# Problem to work on
Extract the rows from the line containing "task: draw the outline of every instance of the mushroom" through the final row, and reproduce them verbatim with no changes.

----------------

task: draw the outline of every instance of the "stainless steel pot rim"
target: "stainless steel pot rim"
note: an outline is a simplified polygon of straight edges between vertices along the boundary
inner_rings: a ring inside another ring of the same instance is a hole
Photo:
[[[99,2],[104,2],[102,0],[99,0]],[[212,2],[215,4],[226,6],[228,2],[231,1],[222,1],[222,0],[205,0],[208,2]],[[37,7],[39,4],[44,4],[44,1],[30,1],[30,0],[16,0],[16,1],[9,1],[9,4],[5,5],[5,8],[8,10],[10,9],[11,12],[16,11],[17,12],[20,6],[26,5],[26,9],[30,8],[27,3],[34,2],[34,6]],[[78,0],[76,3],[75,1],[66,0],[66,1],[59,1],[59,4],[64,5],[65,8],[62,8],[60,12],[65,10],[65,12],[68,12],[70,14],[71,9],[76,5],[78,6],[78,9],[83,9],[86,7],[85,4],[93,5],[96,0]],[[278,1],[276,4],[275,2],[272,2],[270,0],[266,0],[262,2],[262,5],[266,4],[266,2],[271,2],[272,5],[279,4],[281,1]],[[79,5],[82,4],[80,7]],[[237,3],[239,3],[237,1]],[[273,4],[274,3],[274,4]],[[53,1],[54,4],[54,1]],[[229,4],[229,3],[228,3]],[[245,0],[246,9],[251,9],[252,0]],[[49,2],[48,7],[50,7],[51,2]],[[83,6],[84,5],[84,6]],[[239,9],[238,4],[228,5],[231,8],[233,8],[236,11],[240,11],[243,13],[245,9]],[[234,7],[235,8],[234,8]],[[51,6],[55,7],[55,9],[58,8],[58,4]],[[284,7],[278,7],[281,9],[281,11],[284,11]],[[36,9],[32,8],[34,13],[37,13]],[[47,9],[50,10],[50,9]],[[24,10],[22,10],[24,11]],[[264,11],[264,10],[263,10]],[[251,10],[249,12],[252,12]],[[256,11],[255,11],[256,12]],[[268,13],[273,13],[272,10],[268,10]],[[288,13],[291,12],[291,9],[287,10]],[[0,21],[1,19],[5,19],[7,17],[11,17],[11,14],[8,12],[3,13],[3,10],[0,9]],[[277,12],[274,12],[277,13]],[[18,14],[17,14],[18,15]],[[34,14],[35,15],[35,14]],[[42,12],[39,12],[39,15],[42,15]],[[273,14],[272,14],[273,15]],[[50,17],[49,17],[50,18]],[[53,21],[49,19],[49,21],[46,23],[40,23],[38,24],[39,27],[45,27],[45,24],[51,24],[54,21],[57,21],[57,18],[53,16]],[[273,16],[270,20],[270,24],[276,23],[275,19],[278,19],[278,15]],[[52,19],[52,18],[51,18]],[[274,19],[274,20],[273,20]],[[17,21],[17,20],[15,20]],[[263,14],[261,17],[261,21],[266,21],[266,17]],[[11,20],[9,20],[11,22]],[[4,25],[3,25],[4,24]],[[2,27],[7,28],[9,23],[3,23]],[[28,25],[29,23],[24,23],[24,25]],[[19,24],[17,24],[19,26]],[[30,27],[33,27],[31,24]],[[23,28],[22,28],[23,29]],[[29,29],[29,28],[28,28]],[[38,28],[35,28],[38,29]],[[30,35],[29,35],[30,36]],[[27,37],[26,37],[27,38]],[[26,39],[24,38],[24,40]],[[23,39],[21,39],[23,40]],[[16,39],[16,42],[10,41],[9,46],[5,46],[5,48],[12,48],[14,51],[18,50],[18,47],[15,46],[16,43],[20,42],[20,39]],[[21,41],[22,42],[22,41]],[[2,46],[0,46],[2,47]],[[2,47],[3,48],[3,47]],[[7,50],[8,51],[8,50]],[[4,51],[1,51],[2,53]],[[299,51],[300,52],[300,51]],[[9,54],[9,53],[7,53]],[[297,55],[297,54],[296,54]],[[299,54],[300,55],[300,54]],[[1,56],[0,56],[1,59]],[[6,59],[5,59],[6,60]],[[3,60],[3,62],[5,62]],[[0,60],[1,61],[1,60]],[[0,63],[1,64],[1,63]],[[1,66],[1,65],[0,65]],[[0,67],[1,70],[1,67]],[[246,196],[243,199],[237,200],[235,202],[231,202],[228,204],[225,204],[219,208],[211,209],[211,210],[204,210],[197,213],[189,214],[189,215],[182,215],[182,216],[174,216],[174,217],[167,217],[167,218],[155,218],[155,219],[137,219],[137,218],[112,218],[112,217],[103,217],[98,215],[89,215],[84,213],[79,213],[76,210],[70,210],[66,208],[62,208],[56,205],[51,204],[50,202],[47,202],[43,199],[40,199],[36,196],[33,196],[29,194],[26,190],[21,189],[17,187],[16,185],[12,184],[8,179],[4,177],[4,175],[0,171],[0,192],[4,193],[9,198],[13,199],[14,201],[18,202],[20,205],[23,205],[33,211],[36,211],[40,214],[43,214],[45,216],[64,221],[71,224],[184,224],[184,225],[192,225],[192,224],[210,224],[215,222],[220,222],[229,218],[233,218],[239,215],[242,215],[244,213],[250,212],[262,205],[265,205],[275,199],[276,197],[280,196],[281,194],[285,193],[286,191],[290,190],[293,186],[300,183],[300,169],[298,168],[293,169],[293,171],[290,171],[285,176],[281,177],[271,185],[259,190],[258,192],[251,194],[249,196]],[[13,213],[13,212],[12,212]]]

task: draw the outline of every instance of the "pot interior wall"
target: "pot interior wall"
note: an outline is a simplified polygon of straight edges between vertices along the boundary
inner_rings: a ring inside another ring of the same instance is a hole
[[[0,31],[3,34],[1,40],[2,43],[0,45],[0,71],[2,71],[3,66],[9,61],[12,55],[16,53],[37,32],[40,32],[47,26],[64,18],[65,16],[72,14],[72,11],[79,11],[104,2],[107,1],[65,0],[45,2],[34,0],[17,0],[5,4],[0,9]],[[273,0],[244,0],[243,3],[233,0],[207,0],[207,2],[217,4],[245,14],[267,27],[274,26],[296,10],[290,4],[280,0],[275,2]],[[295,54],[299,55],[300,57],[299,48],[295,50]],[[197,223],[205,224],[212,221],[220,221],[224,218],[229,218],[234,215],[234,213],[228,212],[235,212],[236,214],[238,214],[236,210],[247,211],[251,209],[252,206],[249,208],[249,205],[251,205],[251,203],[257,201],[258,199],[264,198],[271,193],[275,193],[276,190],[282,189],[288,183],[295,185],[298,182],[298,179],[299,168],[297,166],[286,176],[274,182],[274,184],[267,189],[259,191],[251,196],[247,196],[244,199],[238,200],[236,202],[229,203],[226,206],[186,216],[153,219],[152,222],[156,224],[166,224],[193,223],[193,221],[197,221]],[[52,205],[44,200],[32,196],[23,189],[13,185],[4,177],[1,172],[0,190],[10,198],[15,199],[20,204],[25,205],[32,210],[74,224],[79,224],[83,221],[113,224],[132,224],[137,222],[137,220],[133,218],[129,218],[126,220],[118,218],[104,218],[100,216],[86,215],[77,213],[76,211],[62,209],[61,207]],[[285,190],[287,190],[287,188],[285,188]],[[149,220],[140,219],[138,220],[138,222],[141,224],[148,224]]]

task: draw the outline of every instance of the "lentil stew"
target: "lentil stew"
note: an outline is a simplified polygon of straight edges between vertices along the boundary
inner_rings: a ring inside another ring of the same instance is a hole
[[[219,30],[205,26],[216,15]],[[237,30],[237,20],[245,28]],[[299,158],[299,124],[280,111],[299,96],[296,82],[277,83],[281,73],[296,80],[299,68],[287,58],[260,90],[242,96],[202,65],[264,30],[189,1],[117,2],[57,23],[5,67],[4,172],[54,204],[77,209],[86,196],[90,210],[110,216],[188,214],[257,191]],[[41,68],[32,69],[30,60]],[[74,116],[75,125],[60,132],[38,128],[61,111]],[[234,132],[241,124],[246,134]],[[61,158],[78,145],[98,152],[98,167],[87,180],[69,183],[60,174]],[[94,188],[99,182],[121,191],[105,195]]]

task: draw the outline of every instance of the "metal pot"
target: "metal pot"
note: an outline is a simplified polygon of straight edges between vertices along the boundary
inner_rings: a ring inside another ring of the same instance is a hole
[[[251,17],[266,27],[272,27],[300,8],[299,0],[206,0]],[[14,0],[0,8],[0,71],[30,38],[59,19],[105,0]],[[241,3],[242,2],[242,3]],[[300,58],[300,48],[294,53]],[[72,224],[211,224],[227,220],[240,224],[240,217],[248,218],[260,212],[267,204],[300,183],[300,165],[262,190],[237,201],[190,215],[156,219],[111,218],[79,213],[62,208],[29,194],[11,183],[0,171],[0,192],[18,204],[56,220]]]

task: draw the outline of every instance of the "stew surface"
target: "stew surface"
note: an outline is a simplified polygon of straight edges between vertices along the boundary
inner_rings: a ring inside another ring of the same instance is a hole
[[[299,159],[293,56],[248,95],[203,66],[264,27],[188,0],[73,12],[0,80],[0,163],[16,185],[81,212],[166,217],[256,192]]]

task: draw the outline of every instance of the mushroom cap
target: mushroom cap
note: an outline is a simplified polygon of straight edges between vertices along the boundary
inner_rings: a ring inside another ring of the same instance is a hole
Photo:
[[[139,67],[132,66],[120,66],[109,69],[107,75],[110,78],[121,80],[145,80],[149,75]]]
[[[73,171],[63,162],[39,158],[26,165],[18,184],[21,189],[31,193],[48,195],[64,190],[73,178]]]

----------------

# Response below
task: draw the outline of every instance of the mushroom cap
target: mushroom cap
note: an outline is a simplified polygon of straight edges between vertices along the boundary
inner_rings: a ring inside another ring of the same instance is a hole
Photo:
[[[139,67],[132,66],[120,66],[109,69],[107,75],[110,78],[121,80],[145,80],[149,75]]]
[[[73,171],[63,162],[39,158],[26,165],[18,184],[21,189],[31,193],[48,195],[64,190],[73,178]]]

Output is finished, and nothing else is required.